╔══

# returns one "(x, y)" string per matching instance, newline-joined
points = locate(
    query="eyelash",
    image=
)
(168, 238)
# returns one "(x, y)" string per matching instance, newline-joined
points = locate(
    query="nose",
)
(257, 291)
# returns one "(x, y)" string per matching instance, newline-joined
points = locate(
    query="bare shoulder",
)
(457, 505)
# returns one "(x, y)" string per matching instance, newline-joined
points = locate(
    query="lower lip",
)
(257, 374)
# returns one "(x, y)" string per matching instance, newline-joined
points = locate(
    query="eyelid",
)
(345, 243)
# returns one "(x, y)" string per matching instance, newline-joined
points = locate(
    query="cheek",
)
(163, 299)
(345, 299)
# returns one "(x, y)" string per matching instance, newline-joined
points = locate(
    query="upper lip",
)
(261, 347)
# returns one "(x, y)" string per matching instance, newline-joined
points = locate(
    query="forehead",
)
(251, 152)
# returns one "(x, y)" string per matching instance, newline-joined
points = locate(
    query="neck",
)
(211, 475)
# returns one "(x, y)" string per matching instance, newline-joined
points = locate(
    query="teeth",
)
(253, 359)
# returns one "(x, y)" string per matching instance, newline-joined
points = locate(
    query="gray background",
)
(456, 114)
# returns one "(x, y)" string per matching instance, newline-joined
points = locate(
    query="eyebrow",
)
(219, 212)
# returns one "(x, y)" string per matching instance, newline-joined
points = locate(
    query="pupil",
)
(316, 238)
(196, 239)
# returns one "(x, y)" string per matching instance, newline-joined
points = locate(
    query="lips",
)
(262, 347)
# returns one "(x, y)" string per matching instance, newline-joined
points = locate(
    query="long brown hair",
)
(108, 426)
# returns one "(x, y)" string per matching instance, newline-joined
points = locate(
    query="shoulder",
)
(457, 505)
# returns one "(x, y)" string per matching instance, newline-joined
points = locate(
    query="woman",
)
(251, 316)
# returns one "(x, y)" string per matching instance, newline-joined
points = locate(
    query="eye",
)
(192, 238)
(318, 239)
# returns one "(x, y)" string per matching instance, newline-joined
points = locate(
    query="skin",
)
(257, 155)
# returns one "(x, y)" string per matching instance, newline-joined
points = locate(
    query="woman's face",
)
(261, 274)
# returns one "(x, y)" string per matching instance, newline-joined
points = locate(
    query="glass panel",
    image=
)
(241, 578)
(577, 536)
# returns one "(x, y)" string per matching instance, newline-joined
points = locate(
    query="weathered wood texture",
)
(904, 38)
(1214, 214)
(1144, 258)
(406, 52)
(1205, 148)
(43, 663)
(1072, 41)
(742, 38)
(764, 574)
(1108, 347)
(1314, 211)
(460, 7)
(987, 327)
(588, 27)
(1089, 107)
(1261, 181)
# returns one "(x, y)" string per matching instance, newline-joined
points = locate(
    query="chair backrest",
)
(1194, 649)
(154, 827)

╚══

**Problem details**
Each line of the material above must be retyped precisely.

**Task result**
# returns one "(x, y)" string per matching instance, newline-joined
points = locate(
    query="eyelash",
    image=
)
(168, 238)
# returns one "(x, y)" string per matching instance, newline-joined
points = locate(
    query="nose",
)
(257, 291)
# returns one "(x, y)" string per matching instance, newline-joined
points = locate(
    query="bare shoulder",
)
(457, 505)
# returns one "(x, y)" string per matching instance, newline-joined
points = locate(
    query="lower lip",
)
(257, 374)
# returns one "(x, y)" string per matching instance, newline-joined
points = locate(
    query="eyelid",
)
(345, 243)
# returns one "(x, y)" string per matching instance, newline-joined
points = locate(
    query="cheek",
)
(163, 299)
(345, 299)
# returns one "(x, y)" string per matching instance, newline-joined
points = locate(
    query="upper lip",
)
(261, 347)
# returns one "(x, y)" string per matching instance, newline-joined
points = locate(
    query="forehead",
)
(251, 152)
# returns one "(x, y)" string per matching instance, newline-joined
points = locate(
    query="neck",
)
(211, 475)
# returns one "(x, y)" string per matching instance, newline-joined
points = locate(
    query="teeth",
)
(253, 359)
# returns one "(x, y)" string per matching instance, newline-joined
points = locate(
    query="gray background",
)
(456, 114)
# returns one "(x, y)" string per matching instance, newline-joined
points = locate(
    query="eyebrow",
)
(219, 212)
# returns one "(x, y)" string per matching instance, newline-joined
points = locate(
    query="pupil",
)
(316, 238)
(196, 239)
# returns one "(x, y)" string per matching instance, newline-joined
points = locate(
    query="lips",
)
(262, 347)
# returns one "(x, y)" string per matching instance, newline-joined
points = locate(
    query="long brown hair",
)
(108, 426)
# returns one "(x, y)" string per matching instance, newline-joined
points = locate(
    query="shoulder",
)
(457, 505)
# returns one "(x, y)" string per matching instance, newline-joined
points = locate(
    query="woman",
)
(251, 316)
# returns one "(x, y)" string per matching instance, newline-joined
points = locate(
    query="eye",
)
(192, 238)
(318, 239)
# returns one "(x, y)" string per matching instance, newline-joined
points = locate(
    query="skin",
)
(257, 155)
# returns one "(x, y)" string per matching instance, newline-joined
points = locate(
    query="woman's face",
)
(261, 274)
# returns one "(x, y)" string per matching instance, newline-joined
points = locate(
    query="glass panel",
    image=
)
(241, 578)
(577, 536)
# returns one "(x, y)" string per matching instance, newline-joined
points = locate(
    query="weathered wood texture",
)
(904, 38)
(1214, 214)
(1144, 258)
(406, 52)
(1205, 148)
(43, 663)
(1072, 41)
(742, 38)
(764, 574)
(1108, 347)
(1314, 211)
(460, 7)
(987, 327)
(588, 27)
(1089, 107)
(1261, 181)
# returns one "(x, y)" string per matching instance, newline-joined
points = locate(
    query="chair backrest",
)
(1194, 649)
(154, 827)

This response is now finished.